- [Task goal]: Copy the records exactly. Include every line.

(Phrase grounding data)
###

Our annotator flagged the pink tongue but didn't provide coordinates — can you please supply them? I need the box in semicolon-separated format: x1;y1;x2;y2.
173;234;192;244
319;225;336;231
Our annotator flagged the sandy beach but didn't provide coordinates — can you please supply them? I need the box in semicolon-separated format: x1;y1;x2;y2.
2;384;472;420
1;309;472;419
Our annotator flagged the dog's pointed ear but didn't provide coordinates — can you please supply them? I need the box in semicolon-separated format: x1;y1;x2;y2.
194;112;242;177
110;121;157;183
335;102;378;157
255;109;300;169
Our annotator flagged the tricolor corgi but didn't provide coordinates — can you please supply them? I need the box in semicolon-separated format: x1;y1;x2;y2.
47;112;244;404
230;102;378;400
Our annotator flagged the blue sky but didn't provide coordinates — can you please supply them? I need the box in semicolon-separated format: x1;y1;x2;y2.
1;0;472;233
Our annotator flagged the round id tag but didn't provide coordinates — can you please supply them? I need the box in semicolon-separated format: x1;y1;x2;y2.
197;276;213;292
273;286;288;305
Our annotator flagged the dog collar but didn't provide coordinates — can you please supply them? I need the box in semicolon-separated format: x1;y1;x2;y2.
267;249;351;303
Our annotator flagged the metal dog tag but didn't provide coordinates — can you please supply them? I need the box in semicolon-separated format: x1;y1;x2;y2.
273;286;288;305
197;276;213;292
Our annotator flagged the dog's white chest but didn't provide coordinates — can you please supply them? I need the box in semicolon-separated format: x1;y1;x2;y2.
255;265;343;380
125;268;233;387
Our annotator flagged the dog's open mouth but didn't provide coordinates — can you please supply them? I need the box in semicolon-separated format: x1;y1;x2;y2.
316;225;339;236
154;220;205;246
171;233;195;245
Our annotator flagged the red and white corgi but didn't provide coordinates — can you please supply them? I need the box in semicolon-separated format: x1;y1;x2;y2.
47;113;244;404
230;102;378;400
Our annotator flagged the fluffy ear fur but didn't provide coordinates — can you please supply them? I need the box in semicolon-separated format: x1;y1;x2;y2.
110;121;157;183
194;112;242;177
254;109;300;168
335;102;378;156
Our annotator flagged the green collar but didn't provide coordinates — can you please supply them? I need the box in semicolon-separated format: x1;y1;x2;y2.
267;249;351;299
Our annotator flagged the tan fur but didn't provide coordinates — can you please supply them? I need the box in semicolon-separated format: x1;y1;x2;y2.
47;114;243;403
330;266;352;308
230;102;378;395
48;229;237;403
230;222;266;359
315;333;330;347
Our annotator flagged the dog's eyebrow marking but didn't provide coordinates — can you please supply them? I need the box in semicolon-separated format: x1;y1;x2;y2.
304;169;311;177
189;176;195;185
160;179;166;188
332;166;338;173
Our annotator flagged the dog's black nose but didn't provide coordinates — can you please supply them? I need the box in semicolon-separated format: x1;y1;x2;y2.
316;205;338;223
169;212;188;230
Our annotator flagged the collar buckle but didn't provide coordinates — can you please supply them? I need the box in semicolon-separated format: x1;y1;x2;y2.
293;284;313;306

###

- [Answer space]:
Our annotator flagged the pink tongue but didn't provide coordinates — can you please supply them? I need the box in semicolon-separated format: x1;y1;x2;y2.
173;234;192;244
319;225;336;231
Our annotator flagged the sandy beach but didn't provide coordinates — can you please supply them? I need the box in semicolon-separated format: x1;y1;x2;y2.
2;384;472;420
1;309;472;419
Our annotator flagged the dog's pointed ear but didn't provide coordinates — can you please supply them? I need the box in semicolon-separated format: x1;y1;x2;y2.
194;112;242;177
110;121;157;183
335;102;378;157
255;109;300;169
Our annotator flagged the tricolor corgi but didn't provide coordinates — can you please supply them? I need the box in semicolon-separated format: x1;y1;x2;y2.
47;112;244;404
230;102;378;400
Our annotator flagged the blue sky but didn't provide coordinates — can you please supply them? I need the box in semicolon-separated format: x1;y1;x2;y2.
1;0;472;233
Our annotator flagged the round id tag but didn't provide coordinates — can you please supply them? I need the box in semicolon-separated format: x1;y1;x2;y2.
197;276;213;292
273;286;288;305
Our annotator flagged the dog collar but didn't provide coordinates — can you please supply them? I need the box in semicolon-separated format: x1;y1;x2;y2.
267;249;351;303
Our annotator flagged the metal dog tag but didn't provide coordinates — can you please supply them? I need the box in semicolon-separated format: x1;y1;x2;y2.
273;286;288;305
197;276;213;292
Our annotator flagged the dog's white chest but didn't provide coordinates — can you please supply them? I need the box in semicolon-separated format: x1;y1;x2;y2.
255;265;343;380
125;268;233;387
Our annotator flagged the dog's open mouth but didn't provide coordinates — can you please supply them? I need the box in semicolon-separated format: x1;y1;x2;y2.
316;225;339;236
154;220;205;246
171;233;195;245
Our annotator flagged the red and white corgi but didn't provide coordinates — can you please supply them? I need the box in semicolon-separated format: x1;y1;x2;y2.
47;113;244;404
230;102;378;400
Our annotator flagged the fluffy ear fur but didn't provide coordinates — can you please supply them? I need the box in semicolon-separated format: x1;y1;x2;y2.
110;121;157;183
194;112;242;177
254;109;300;168
335;102;378;156
Our annotator flagged the green collar but didn't provide coordinates — can you please supply them? I need the box in semicolon-separated format: x1;y1;x2;y2.
267;249;351;299
Our annotator flagged the tan fur but didn't provide coordinates — can you please supply them? I need the box in semicolon-separated format: x1;y1;x2;y2.
47;114;243;403
330;266;352;308
230;102;378;395
48;229;237;403
230;222;266;359
315;333;330;347
Our annotator flagged the dog's eyebrow marking but didn't provide coordinates — can you please supply them? I need the box in semicolon-separated format: x1;y1;x2;y2.
304;169;311;177
189;176;195;185
160;179;166;188
332;166;338;173
Our annotator flagged the dog's black nose but didn't provide coordinates — can you please supply them? I need the box in semicolon-separated format: x1;y1;x2;y2.
316;205;338;223
169;212;188;230
Our annotator flagged the collar buckle but didn't provide coordinates — can you please supply them? I need the box in semicolon-separated format: x1;y1;x2;y2.
293;284;313;306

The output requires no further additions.